* Written exercise: Print every one of the following items verbatim, line for line.

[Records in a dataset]
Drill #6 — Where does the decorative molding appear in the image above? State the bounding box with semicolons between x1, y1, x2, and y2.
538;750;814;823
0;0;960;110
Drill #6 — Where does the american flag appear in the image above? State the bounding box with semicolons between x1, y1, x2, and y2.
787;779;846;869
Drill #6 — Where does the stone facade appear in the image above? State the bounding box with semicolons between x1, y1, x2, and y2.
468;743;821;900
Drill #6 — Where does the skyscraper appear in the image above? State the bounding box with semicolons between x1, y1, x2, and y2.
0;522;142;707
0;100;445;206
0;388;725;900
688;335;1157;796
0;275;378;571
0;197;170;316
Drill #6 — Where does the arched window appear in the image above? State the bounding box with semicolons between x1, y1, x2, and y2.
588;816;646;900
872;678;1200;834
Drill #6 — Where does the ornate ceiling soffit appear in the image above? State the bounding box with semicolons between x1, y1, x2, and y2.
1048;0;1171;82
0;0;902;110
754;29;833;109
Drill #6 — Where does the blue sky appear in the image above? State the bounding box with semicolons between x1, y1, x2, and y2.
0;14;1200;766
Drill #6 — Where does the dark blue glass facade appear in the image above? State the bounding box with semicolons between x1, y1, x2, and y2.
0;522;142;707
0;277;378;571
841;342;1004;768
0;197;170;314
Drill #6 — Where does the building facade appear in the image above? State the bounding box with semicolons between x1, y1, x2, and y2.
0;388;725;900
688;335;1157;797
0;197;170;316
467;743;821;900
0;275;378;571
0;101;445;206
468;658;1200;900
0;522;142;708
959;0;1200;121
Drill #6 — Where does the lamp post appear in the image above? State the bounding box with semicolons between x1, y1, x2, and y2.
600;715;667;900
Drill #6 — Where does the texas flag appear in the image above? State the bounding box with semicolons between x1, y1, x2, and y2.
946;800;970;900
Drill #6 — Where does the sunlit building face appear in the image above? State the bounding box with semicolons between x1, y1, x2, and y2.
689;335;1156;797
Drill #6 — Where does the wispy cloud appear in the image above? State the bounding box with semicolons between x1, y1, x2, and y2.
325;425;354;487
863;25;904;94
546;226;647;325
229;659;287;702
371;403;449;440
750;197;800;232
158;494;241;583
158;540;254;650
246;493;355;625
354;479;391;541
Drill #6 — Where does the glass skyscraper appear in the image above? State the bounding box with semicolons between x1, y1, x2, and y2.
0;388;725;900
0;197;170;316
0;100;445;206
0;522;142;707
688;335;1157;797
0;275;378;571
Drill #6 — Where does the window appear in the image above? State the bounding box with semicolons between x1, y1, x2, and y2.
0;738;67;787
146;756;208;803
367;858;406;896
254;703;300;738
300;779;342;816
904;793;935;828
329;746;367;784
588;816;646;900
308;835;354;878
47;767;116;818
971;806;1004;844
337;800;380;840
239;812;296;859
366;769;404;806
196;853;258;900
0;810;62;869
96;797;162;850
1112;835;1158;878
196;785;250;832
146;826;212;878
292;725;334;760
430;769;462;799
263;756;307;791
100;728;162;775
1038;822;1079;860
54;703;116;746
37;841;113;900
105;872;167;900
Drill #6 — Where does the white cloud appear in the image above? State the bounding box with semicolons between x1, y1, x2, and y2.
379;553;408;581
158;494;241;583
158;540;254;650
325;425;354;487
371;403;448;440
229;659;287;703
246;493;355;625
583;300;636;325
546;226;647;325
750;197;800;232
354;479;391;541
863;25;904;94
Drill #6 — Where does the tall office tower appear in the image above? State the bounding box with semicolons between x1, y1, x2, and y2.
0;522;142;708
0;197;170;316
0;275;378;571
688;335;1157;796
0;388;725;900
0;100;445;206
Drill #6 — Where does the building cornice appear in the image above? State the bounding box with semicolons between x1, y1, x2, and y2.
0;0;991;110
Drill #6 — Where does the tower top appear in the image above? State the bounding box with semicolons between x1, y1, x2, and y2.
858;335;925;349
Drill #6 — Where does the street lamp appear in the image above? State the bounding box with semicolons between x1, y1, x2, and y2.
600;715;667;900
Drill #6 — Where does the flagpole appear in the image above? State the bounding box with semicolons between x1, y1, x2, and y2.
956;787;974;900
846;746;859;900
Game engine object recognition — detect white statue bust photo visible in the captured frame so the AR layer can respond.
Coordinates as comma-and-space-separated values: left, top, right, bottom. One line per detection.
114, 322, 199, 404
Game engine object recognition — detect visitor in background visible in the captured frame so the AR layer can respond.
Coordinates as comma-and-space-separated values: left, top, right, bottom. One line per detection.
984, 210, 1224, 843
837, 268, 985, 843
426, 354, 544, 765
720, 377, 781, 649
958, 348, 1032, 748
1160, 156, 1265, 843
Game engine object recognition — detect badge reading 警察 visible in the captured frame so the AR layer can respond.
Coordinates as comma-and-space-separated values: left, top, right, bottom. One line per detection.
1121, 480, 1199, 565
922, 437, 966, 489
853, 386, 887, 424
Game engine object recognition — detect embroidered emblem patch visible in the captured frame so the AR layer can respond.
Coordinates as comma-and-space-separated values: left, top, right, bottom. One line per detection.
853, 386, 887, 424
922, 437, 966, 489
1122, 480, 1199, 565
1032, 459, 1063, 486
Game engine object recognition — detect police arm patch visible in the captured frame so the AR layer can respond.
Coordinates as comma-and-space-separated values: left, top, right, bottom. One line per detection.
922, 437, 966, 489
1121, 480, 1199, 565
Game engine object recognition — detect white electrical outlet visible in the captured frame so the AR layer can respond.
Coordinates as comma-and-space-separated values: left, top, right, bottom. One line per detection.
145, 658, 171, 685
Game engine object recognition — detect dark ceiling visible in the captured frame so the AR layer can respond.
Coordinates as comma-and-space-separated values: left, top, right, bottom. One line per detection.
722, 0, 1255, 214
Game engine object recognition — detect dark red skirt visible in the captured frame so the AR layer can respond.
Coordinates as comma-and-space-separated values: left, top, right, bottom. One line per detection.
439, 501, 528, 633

* Reply:
Drill #6 — Where does the decorative molding appear in the image above? State the bounding box with semicolons between x1, y1, x2, and y2.
538;750;814;823
0;0;960;110
Drill #6 — Where does the american flag appear in the image above? State the bounding box with semicolons between x1, y1, x2, and y2.
787;779;846;869
Drill #6 — Where does the stone facade appear in the image above? State the bounding box with semicolons between x1, y1, x2, and y2.
468;743;821;900
Drill #6 — Where does the skyscraper appear in the image above? State the bounding box with semicolons between x1, y1, x2, and y2.
0;522;142;707
0;100;445;206
0;388;725;900
688;335;1157;796
0;275;378;571
0;197;170;316
Drill #6 — Where does the arched window appear in the image above? State the bounding box with semicolons between x1, y1, x2, and y2.
588;816;646;900
872;678;1200;834
Drill #6 — Where does the ornate ceiling soffit appear in the image above? State the bounding box with semicolons between x1, y1, x2, and y2.
1048;0;1171;82
0;0;902;110
754;29;833;109
Drill #6 — Where does the blue sky appear in the image above? State the bounding box with semicolons between x1, y1, x2, and y2.
0;14;1200;766
Drill #6 — Where does the dark blue glass facade appear in the image above? State the bounding box with semicolons between x1, y1, x2, and y2.
0;522;142;707
0;277;378;571
841;342;1004;768
0;197;170;314
Drill #6 — Where does the building facade appear in the image above? State the bounding box with semicolons between x1, y1, x2, and y2.
0;388;725;900
688;335;1157;797
0;197;170;316
467;743;821;900
0;275;378;571
0;101;445;206
468;658;1200;900
0;522;142;708
959;0;1200;121
Drill #6 — Where does the lamp post appear in the image above? State the bounding box with semicolons between x1, y1, x2, and y2.
600;715;667;900
Drill #6 — Where does the texas flag appear in the image above? State the bounding box with semicolons between x1, y1, x2, and y2.
946;800;970;900
Drill #6 — Where does the sunlit building face appear in the image above? State the bounding box with semicolons between x1, y1, x2, and y2.
689;335;1156;797
Drill #6 — Where does the wispy cloud appear in the image above? State the bounding box with semicolons between x1, y1, x2, and y2.
325;425;354;487
863;25;904;94
546;226;647;325
229;659;287;702
371;403;449;440
750;197;800;232
158;494;241;583
158;540;254;650
246;493;355;625
354;479;391;541
Drill #6 — Where does the glass skyscraper appear in the image above? State the bounding box with semicolons between x1, y1, x2, and y2.
0;388;725;900
0;197;170;316
0;100;445;206
0;522;142;707
688;335;1157;797
0;275;378;571
Drill #6 — Where does the window appear in the image above? State the bounding box with semicolons between x1, y1, x2, and y2.
0;738;67;787
146;756;208;803
367;858;406;896
254;703;300;738
300;779;342;816
904;793;935;828
329;746;367;784
588;816;646;900
308;835;354;878
47;767;116;818
971;806;1004;844
337;800;380;840
239;812;296;859
366;769;404;806
196;853;258;900
0;810;62;869
96;797;162;850
1112;835;1158;878
196;785;250;832
146;826;212;878
292;725;334;760
430;769;462;799
263;756;307;791
100;728;162;775
1038;822;1079;860
54;703;116;746
37;841;113;900
105;872;167;900
Drill #6 — Where does the white cloud appear in the image above? State the bounding box with semicolons between x1, y1, x2, and y2.
379;553;408;581
158;494;241;583
158;540;254;650
325;425;354;487
371;403;448;440
229;659;287;703
246;493;355;625
583;300;636;325
546;226;647;325
750;197;800;232
354;479;391;541
863;25;904;94
Drill #6 — Where does the tall office tower appear in the image above? State the bounding box with semicolons between x1, y1, x2, and y2.
0;522;142;708
0;197;170;316
0;275;378;571
688;335;1157;796
0;388;725;900
0;100;445;206
Drill #6 — Where does the building cornice appear in the image above? State the bounding box with semicolons between x1, y1, x2, and y2.
0;0;991;110
Drill #6 — Where does the tower top appear in the image above? State the bounding box with semicolons between x1, y1, x2, and y2.
858;335;925;349
Drill #6 — Where does the street lamp appear in the image above? State the bounding box with semicolons between x1, y1, x2, and y2.
600;715;667;900
Drill #6 — Where does the flagpole appear in the image above? State the bounding box with semicolons between x1, y1, x2, and y2.
956;787;974;900
846;746;859;900
Game engine object recognition — detect white statue bust photo visible in the captured frame so the AR layer can respond.
Coordinates as comma-and-space-separated values: left, top, right, bottom. One line per detection.
114, 322, 199, 404
Game engine object recognition — detect visitor in background visible in the captured frame so the AR layer can respond.
Coordinates as comma-and-space-separated values: left, top, right, bottom. One line per detection.
984, 210, 1224, 843
837, 268, 985, 843
426, 354, 544, 765
720, 377, 781, 649
958, 348, 1032, 748
1160, 156, 1265, 843
Game engine object recognition — detect badge reading 警察 visible in the captured frame so the AR layer can respond.
Coordinates as comma-and-space-separated values: left, top, right, bottom. One line per detection.
1121, 480, 1199, 565
922, 437, 966, 489
853, 386, 887, 424
Game engine object recognition — detect embroidered emblem patch visible in the captured frame so the AR layer can respond.
Coordinates as comma-and-space-separated values: left, top, right, bottom. One line per detection.
853, 386, 887, 424
922, 437, 966, 489
1122, 480, 1199, 565
1032, 459, 1063, 486
Game engine object recognition — detect police arm patch visible in the captured frame so the AR layer can respond.
Coordinates as comma-and-space-separated values: left, top, right, bottom. One line per detection.
922, 437, 966, 489
1121, 480, 1199, 565
Game engine object recognition — detect white electrical outlet visible in the captured frame so the AR layer can respond.
Coordinates as comma-and-space-separated values: left, top, right, bottom. One line per detection.
145, 658, 171, 685
Game engine object recognition — detect dark ceiling visible in the captured frame so the AR layer can respond.
Coordinates as comma-and-space-separated values: left, top, right, bottom. One line per detection.
722, 0, 1255, 214
Game engine object recognition — detect dark red skirt visible in the captured frame so the AR layer can respond.
Coordinates as comma-and-space-separated values: left, top, right, bottom. One line per detection.
439, 501, 528, 633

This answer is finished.